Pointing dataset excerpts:
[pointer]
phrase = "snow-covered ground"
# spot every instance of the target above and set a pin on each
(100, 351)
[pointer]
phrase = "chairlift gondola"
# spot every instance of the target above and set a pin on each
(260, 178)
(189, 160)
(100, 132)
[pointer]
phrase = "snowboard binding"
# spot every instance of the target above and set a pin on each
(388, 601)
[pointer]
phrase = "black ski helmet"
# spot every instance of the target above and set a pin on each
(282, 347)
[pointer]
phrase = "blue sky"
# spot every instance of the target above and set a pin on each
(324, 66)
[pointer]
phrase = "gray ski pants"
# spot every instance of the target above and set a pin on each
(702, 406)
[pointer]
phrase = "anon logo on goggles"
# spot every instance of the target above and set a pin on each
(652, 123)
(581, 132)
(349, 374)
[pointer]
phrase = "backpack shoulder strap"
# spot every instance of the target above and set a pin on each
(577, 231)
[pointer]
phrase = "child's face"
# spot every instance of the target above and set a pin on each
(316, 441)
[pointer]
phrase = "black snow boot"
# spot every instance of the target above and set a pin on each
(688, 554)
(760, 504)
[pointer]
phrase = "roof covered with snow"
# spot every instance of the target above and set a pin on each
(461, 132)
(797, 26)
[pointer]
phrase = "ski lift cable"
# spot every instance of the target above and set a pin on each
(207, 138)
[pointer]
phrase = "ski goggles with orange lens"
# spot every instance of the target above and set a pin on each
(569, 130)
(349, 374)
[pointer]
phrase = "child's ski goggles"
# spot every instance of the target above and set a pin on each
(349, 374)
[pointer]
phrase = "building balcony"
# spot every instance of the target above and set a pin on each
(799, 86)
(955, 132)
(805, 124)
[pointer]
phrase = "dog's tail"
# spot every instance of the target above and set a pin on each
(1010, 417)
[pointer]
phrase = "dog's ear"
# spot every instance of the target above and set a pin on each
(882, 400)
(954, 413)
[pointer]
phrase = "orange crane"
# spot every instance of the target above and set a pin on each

#### TASK DETAILS
Repeat every entry exactly as written above.

#### RESULT
[pointer]
phrase = "snow-covered ground"
# spot every instance of the target above and set a pin on each
(100, 351)
[pointer]
phrase = "chairlift gondola"
# spot every instance of the target above and set a pin on each
(260, 178)
(189, 160)
(100, 132)
[pointer]
phrase = "snowboard binding"
# spot every instance of the target above and set a pin on each
(388, 601)
[pointer]
phrase = "black ski helmet"
# spot every instance of the target above and set a pin on each
(282, 347)
[pointer]
phrase = "blue sky"
# spot every instance of the target above and set a pin on each
(324, 66)
[pointer]
phrase = "gray ski pants"
# spot every instance of the target above and set a pin on each
(702, 406)
[pointer]
phrase = "anon logo on goggles"
# spot every instance of the target above and set a pin on each
(652, 123)
(581, 132)
(349, 374)
[pointer]
phrase = "backpack shoulder strap"
# spot every instance of the target above and set a pin on each
(577, 231)
[pointer]
phrase = "child's face"
# spot every instance of the target above and set a pin on each
(316, 441)
[pointer]
phrase = "black snow boot"
# spot every instance of the target above and set a pin on each
(688, 554)
(760, 504)
[pointer]
phrase = "roof covered with snow"
# spot every instance of the target above and set a pin on each
(461, 132)
(797, 26)
[pointer]
phrase = "ski lift cable"
# spot every instance of the target above and set a pin on each
(207, 138)
[pointer]
phrase = "ski goggles with orange lens"
# spot every instance of the target above and set a pin on each
(569, 130)
(349, 374)
[pointer]
phrase = "child's ski goggles"
# spot every instance of the target above and set a pin on each
(349, 374)
[pointer]
phrase = "building balcony"
# spot every instance of the target above and set a pin on each
(799, 86)
(955, 132)
(805, 124)
[pointer]
phrase = "dog's tail"
# spot every instance of the target above and set a pin on each
(1010, 417)
[pointer]
phrase = "dog's ear"
# spot every instance of the target above and set a pin on each
(882, 400)
(954, 413)
[pointer]
phrase = "orange crane"
# spot every instance of the target above and set a pin on each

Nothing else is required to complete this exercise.